▶ **Exercise instructions**: Please reproduce the data exactly and omit the pictures.

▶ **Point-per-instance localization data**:
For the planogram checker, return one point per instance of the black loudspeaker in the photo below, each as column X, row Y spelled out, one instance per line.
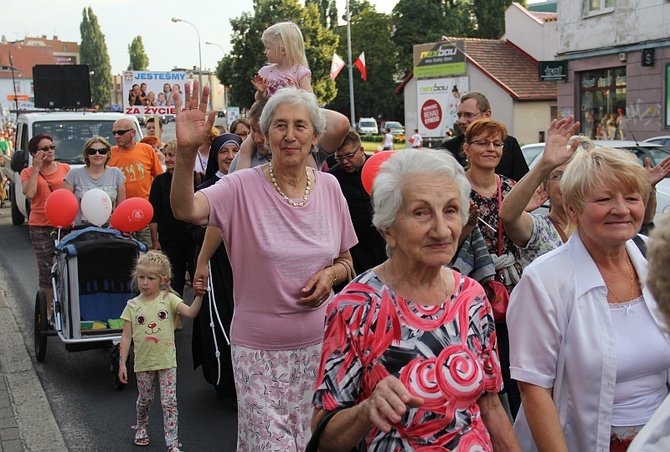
column 62, row 86
column 647, row 57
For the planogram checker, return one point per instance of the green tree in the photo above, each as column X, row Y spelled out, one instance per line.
column 139, row 61
column 327, row 11
column 238, row 68
column 370, row 33
column 93, row 52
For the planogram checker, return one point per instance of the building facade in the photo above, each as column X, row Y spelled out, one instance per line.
column 618, row 55
column 506, row 70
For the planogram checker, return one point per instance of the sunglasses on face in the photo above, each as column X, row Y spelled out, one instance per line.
column 101, row 151
column 467, row 115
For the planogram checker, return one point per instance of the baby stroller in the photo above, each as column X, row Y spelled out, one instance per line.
column 92, row 282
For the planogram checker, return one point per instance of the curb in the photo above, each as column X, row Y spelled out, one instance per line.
column 26, row 420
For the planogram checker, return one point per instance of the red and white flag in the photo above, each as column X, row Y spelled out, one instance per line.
column 336, row 66
column 360, row 64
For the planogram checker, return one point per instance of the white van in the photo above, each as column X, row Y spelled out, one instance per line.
column 367, row 126
column 70, row 131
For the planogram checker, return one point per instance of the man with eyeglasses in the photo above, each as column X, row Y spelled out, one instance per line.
column 139, row 163
column 473, row 106
column 350, row 157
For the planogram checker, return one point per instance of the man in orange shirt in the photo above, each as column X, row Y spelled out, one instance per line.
column 139, row 163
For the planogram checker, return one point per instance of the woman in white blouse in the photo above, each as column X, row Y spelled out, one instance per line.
column 586, row 347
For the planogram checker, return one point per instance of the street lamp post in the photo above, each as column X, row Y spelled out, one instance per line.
column 225, row 92
column 175, row 20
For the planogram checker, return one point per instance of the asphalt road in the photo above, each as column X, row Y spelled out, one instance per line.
column 90, row 414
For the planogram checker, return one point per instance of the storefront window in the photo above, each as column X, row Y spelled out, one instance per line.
column 603, row 103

▶ **Worked solution**:
For the planogram checker, return one point per instance of the black loudspeaker in the photo below, each as column X, row Y spelled out, one instance per line.
column 62, row 86
column 647, row 57
For the planogram checker, return one point per instance of the green tree in the photo above, each as column X, row Y spelled out, one instance per line.
column 139, row 61
column 327, row 11
column 238, row 68
column 370, row 33
column 93, row 52
For the planogram checker, return one point per instance of the building facade in the photo above, each as column X, row Y spelled out, one instance per line.
column 618, row 55
column 506, row 70
For the planogram checker, return one point per instance of the sunglasses on face in the photo above, each as column X, row Y spelled out, one instance per line.
column 101, row 151
column 467, row 115
For the planogram checker, return one point per instance of the baby stroller in the photo above, each as column X, row Y spelled out, one instance per line.
column 92, row 282
For the planogram checker, return one point per instance of the curb in the photo above, each as column X, row Y spelled out, one instance per line.
column 26, row 420
For the planogram checker, return one point per instance of the red and white flag in the photo above, each as column X, row Y spelled out, one instance per line.
column 336, row 66
column 360, row 64
For the planogram checker, return one point per instance of the white van in the photo above, each as column X, row Y spelled out, one instance per line.
column 367, row 126
column 70, row 131
For the planogram checker, return one point per instance of the man with eyeglasses in the photo above, each as column X, row Y spelled out, one instance per line.
column 139, row 163
column 473, row 106
column 350, row 157
For the planogram checker, return one point per instance of the man in orange shirt in the photo above, each as column X, row Y spelled out, one instance per line.
column 139, row 163
For the planogram checker, return one point per instance of the woman in white blouse in the photo above, each as column X, row Y spelled out, one instance per line.
column 586, row 347
For the planogram checker, return one point per instance of the street lamp post in the photo above, each as column X, row Y spelled out, one instance per line.
column 225, row 92
column 175, row 20
For the planogram checker, return one point per instance of the asphalt road in the photo above, each as column X, row Y spelled out, one instance per line.
column 90, row 414
For the planogram checker, return one point per instance of the storefront window in the photo above, each as column X, row Y spelled out, one instance per line.
column 603, row 103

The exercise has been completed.